*TEXT UNDER STUDY:*
Fostering children’s wellbeing in the digital age

Student wellbeing is now the top consideration for parents when it comes to school selection revels new report.

WORDS: Emma Searle, Assistant Principal of Wellbeing and Engagement at Loreto College

The factors parents consider when choosing the right school for their children differ significantly today from previous generations. Where academic reputation once took precedence, parents of school-aged children today place greater emphasis on selecting a school that is committed to ensuring students’ overall mental wellbeing.

The recent 2023 EdStart School Insights Report from The Educator, revealed a telling statistic 69 per cent of parents would consider changing schools if their children’s emotional and mental wellbeing was not being adequately nurtured. Compare this to the 20 per cent who would move for better academic performance, and the shift in educational values becomes apparent.

At Loreto College, we are cognisant of the unique developmental needs of girls during their crucial formative years as well as the unprecedented complexities girls are presented with within the digital age. Our College has developed a tailored approach to wellbeing to support girls through each stage of development and to ensure they are equipped with the necessary tools to navigate complex digital challenges.

Loreto College: A case study

Social, Emotional, and Academic Development (SEAD) program

Loreto’s award-winning Social, Emotional, and Academic Development (SEAD) program has been designed to deliver a holistic educational strategy that adequately addresses the most pressing challenges young girls face in the digital age. SEAD is designed to support all aspects of girls’ social, emotional, and academic development as they transition from childhood to adolescence and adulthood. The program is unique in its integration across all areas of the College’s curriculum and co-curricular activities, aligning with the College’s commitment to equipping our students for life, not just examinations.

*COMPLETE THE FOLLOWING:*
**1.** In the article on children's wellbeing, what percentage of parents would consider changing schools if their children's emotional and mental wellbeing was not being adequately nurtured?
**2.** From the article on children's wellbeing, copy out word for word the stretch from "WORDS: Emma Searle, Assistant" through "values becomes apparent.".
**3.** Pick up the article on children's wellbeing after its last sentence and keep writing.
The data that comes next is separate from the article on children's wellbeing.

*AVAILABLE DATA:*

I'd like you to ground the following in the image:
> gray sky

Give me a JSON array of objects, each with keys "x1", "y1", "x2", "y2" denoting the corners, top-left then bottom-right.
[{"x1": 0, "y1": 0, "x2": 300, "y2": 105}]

*ACTIVITY ANSWERS:*
**1.** 69 per cent of parents.

**2.**
WORDS: Emma Searle, Assistant Principal of Wellbeing and Engagement at Loreto College

The factors parents consider when choosing the right school for their children differ significantly today from previous generations. Where academic reputation once took precedence, parents of school-aged children today place greater emphasis on selecting a school that is committed to ensuring students’ overall mental wellbeing.

The recent 2023 EdStart School Insights Report from The Educator, revealed a telling statistic 69 per cent of parents would consider changing schools if their children’s emotional and mental wellbeing was not being adequately nurtured. Compare this to the 20 per cent who would move for better academic performance, and the shift in educational values becomes apparent.

**3.**
As educators, the imperative to prioritise student wellbeing over academic success has never been more pronounced. Children’s emotional and mental development is a significant part of their education. In an era of technological complexities and social challenges, parents are placing increased emphasis on raising resilient, emotionally balanced, and socially adept children. Unlike previous generations, girls today are dealing with an increase in negative body image, cyberbullying, and mental health issues.

Parent Liz Woods has seen firsthand the positive impact SEAD has had on her four daughters who attended Loreto College. As a parent she notes the effective strategies to cope with modern challenges as being one of the notable benefits of the program and how it will assist both her daughter’s post-school.

School is such a small part of their life and the strategies they have, thanks in part to the Loreto SEAD program, have and will assist my daughters in the way they cope with adversity post schooling.

SEAD is complemented by Student Pulse, an innovative tool that provides real-time insights into our students’ week-to-week well-being and engagement. Data from Student Pulse shows that 94.5 percent of students checked in with staff for support at least once during 2020 when there were times of remote learning and student anxiety levels had increased due to COVID-19.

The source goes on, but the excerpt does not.